- [WHAT THE TASK REQUIRES]
Return each line of the records below word for word, omitting the pictures.

- [Data items]
════════════════════
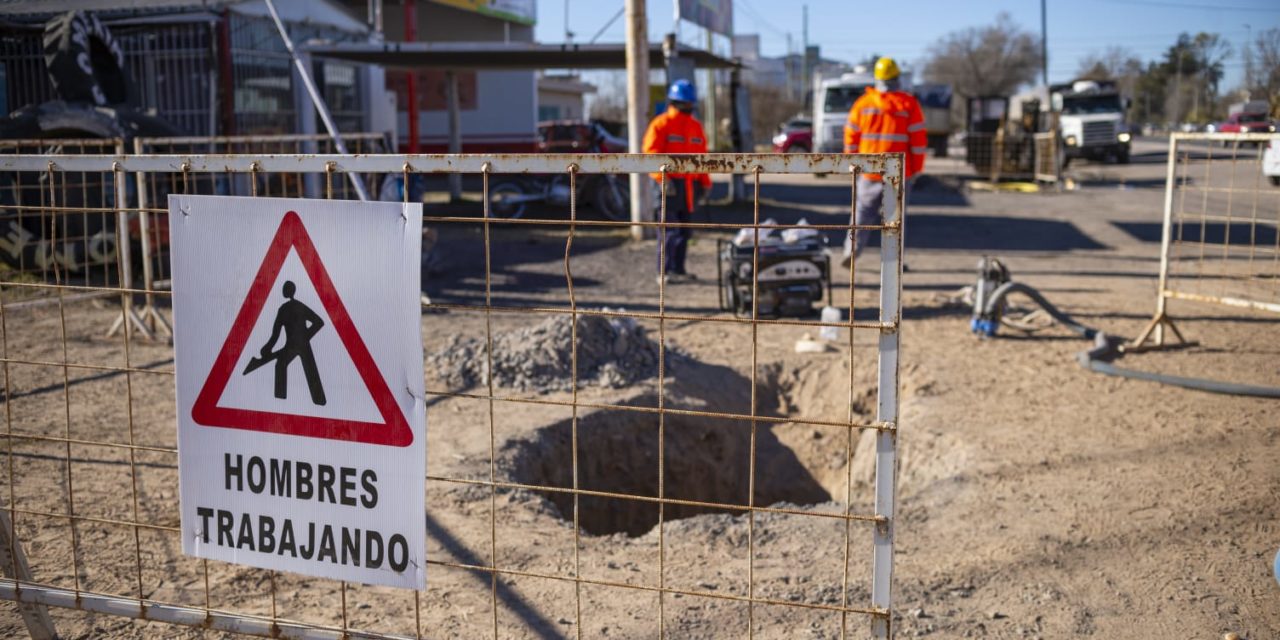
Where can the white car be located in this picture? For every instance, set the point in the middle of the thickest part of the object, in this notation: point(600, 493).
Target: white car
point(1271, 161)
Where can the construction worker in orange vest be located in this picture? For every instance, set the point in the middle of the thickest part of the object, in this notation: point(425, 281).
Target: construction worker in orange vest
point(883, 120)
point(677, 132)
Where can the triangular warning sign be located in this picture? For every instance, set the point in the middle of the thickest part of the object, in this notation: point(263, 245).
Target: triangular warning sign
point(393, 430)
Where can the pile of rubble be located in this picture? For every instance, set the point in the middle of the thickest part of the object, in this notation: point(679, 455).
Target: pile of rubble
point(612, 352)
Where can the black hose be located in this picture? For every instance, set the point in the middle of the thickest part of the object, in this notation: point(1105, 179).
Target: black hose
point(997, 298)
point(1106, 350)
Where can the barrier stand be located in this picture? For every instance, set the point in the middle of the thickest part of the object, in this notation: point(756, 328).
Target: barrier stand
point(1244, 280)
point(13, 563)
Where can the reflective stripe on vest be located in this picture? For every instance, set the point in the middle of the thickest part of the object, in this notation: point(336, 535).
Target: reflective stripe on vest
point(887, 137)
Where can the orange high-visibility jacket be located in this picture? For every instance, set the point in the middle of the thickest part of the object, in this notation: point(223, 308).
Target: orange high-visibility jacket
point(675, 132)
point(887, 123)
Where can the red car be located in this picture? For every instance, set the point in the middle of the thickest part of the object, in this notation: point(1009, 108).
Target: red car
point(577, 137)
point(794, 137)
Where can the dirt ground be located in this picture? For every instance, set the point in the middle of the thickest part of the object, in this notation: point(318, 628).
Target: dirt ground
point(1036, 498)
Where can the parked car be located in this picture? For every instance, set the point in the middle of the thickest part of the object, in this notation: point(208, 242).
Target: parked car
point(1246, 123)
point(577, 137)
point(1271, 161)
point(794, 137)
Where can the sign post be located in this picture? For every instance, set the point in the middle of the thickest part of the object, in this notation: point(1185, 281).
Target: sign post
point(301, 416)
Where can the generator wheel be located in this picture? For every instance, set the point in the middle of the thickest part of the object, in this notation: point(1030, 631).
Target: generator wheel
════════════════════
- [ANSWER]
Where can the white car be located in this picture? For every instance, set the point in the middle of the thickest part of the object, in this notation: point(600, 493).
Target: white car
point(1271, 161)
Where can the construction worker in orange vest be located in this picture? For every instance, set the point in the middle of the thickest part of the object, in this notation: point(425, 281).
Target: construction worker in orange vest
point(883, 120)
point(677, 132)
Where can the triangular warning sign be located in this picture? For every instance, set the point in the middle of the thickest part of the object, in this notation: point(263, 245).
Target: triangular warning sign
point(393, 430)
Where can the pile of rubble be located in this picture? For every instance, set the point in the middle of the thickest part of the object, in this notation: point(679, 455).
Target: pile of rubble
point(612, 352)
Where can the black hose be located in this picture? For every instance, set the point in the middle of the thickest part of the object, in this notation: point(1105, 179).
Target: black hose
point(997, 298)
point(1106, 350)
Where can the barrier stand be located in this picture? For every instance, set the point in the middle of the thickest part of the object, in this notation: point(756, 328).
Target: barrier stand
point(1244, 280)
point(13, 563)
Where can the reflective stripe on vest be located in this picture? For every instance, set the point in the middle of the thickest part of the object, in this notation: point(336, 535).
Target: reflective stripe on vest
point(887, 137)
Where can the orange high-visibility jacket be located in this picture? For every instance, set the point in the middle of the thickest part of the object, in this notation: point(223, 308).
Target: orange high-visibility jacket
point(675, 132)
point(887, 123)
Where can the red car be located in this picture? For every instance, set the point in the middle of the thickest part of the object, in this notation: point(1009, 108).
Target: red car
point(577, 137)
point(794, 137)
Where can the dirt ground be located in this picture? For every instance, set the point in the middle of the thickest part of the object, in this notation: point(318, 628).
Target: dirt ground
point(1036, 498)
Where can the parked car be located in this picture? For every instance, set the point in the middle of the thickest part of the object, in this notation: point(208, 242).
Target: parked car
point(1246, 123)
point(577, 137)
point(1271, 161)
point(794, 137)
Where can the sign post be located in this picture? For every instance, set the point in the middle of the thickest part of the object, in this notation: point(1185, 281).
Target: sign post
point(301, 416)
Where can the generator wheel be located in this picture? For every instance, set the point in the middle of the thickest part of the object, in this notation: point(1030, 631).
Target: generator wheel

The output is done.